**EXERCISE TEXT:**
::::::

For example, take the post that we identified in the project 706, looking for peaks and pits relating to PowerPoint:

This brings me so much happiness! Being a non-binary graduate student in STEM academia can be challenging at times. Despite using my they/them pronouns during introductions, emails, powerpoint presentations, name tags, etc. my identity is continuously mistaken. Community is key!

This is clearly a ‘peak’, however it is not accurate or valid to attribute this memorable moment to PowerPoint. Indeed, PowerPoint is merely mentioned in the post, but is not a core driver of the Peak which relates to feeling connection and being part of a community. This is as much a PowerPoint Peak as it is a Peak for the use of emails.

Therefore, we can engineer our prompt to include a caveat to say that the specific peak or pit moment must relate directly to the brand/product usage (if relevant).

Topic modelling to make sense of our data (Step 6)

Now we have an extremely refined set of posts classified as either peak or pits. The next step is to identify what these moments actually relate to (i.e. identify the topics of these moments through statistical methods).

::::::

**DATASET CONTENT:**
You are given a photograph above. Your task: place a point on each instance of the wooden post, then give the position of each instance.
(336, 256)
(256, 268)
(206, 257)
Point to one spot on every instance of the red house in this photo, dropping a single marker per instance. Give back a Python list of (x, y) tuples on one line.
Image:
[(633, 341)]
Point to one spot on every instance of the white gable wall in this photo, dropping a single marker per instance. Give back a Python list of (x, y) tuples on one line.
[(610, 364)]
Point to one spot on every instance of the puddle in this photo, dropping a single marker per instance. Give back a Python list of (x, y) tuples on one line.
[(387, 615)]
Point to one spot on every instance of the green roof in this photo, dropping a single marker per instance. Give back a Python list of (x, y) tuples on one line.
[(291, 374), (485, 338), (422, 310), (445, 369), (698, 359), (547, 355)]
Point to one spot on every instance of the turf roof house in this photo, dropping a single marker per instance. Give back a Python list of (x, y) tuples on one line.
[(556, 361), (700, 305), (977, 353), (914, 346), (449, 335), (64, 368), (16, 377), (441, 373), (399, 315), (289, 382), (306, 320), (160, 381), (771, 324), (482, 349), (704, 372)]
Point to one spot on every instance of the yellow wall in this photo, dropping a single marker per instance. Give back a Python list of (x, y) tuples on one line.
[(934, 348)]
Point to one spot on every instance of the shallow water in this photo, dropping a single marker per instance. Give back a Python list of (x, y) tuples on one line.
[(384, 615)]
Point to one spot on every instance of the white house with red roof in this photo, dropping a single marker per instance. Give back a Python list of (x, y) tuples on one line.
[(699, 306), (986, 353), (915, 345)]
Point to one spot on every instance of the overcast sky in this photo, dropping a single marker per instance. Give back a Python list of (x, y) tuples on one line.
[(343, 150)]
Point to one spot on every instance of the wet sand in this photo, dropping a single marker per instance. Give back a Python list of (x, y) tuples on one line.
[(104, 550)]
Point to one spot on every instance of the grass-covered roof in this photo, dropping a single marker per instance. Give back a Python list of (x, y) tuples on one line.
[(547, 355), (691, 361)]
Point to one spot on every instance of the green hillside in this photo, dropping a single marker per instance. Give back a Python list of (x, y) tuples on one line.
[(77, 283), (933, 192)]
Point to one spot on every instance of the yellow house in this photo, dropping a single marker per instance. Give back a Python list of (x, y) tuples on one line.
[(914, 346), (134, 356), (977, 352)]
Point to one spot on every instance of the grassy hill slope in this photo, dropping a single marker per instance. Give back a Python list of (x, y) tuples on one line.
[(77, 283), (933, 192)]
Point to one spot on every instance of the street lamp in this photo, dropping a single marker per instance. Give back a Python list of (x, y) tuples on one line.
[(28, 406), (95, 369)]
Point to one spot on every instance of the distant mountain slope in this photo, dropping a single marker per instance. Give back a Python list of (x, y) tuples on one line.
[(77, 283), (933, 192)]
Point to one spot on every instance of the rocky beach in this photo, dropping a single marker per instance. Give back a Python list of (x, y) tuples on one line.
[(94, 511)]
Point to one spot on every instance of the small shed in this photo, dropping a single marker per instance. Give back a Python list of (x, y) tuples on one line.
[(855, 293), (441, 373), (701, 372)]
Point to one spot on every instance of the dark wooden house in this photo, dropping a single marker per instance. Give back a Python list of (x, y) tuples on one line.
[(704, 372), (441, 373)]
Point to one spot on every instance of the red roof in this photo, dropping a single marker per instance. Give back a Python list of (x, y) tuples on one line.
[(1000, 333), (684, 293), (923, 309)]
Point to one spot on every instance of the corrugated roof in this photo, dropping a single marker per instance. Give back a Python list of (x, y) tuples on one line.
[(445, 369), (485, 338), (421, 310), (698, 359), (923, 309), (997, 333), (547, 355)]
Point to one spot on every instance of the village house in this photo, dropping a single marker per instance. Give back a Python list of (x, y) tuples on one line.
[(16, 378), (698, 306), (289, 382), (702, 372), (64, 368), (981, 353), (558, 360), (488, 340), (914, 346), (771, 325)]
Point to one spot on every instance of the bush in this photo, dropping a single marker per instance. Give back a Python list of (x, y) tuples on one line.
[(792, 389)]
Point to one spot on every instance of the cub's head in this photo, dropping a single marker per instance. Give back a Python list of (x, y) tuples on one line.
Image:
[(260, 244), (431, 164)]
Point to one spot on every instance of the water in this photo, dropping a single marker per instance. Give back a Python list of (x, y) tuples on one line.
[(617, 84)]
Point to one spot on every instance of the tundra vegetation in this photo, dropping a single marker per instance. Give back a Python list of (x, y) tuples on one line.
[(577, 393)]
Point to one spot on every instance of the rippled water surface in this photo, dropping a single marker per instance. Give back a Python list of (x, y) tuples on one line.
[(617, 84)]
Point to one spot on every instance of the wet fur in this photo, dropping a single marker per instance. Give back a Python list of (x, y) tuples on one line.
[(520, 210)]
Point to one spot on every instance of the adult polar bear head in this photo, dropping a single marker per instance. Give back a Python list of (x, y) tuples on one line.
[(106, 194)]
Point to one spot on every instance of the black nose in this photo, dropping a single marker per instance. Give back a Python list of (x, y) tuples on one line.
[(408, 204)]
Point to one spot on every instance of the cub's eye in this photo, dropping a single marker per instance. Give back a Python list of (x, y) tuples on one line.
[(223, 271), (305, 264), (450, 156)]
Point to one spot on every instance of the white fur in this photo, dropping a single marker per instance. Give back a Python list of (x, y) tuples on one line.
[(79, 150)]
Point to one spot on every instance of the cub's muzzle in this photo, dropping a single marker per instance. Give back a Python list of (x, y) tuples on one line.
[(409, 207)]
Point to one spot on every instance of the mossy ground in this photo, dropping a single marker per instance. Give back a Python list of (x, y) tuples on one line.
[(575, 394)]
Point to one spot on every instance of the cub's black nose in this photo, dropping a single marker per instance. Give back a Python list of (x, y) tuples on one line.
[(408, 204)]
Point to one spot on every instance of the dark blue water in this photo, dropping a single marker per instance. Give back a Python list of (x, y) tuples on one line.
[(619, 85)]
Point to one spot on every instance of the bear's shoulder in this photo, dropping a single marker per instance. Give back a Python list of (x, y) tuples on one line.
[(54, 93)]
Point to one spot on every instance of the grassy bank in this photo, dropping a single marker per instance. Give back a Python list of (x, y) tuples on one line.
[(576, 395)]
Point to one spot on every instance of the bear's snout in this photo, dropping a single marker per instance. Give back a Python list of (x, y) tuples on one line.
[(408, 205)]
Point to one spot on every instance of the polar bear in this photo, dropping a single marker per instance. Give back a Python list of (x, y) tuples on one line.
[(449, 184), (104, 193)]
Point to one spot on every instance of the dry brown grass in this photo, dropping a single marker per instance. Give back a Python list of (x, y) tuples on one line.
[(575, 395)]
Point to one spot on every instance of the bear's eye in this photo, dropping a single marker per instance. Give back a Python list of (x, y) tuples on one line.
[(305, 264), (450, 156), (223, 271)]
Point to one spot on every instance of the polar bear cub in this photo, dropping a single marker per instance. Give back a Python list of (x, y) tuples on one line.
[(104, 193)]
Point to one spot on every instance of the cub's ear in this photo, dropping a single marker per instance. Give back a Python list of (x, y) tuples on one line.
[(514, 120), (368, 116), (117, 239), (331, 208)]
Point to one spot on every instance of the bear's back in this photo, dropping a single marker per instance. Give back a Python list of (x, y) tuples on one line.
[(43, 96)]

::::::

**TASK INSTRUCTIONS:** Repeat word for word the part of the text on peak and pit moments that starts at "Now we have" and ends at "through statistical methods).". The lines were taken from a separate source and are unrelated to the text.

**WRITTEN SOLUTION:**
Now we have an extremely refined set of posts classified as either peak or pits. The next step is to identify what these moments actually relate to (i.e. identify the topics of these moments through statistical methods).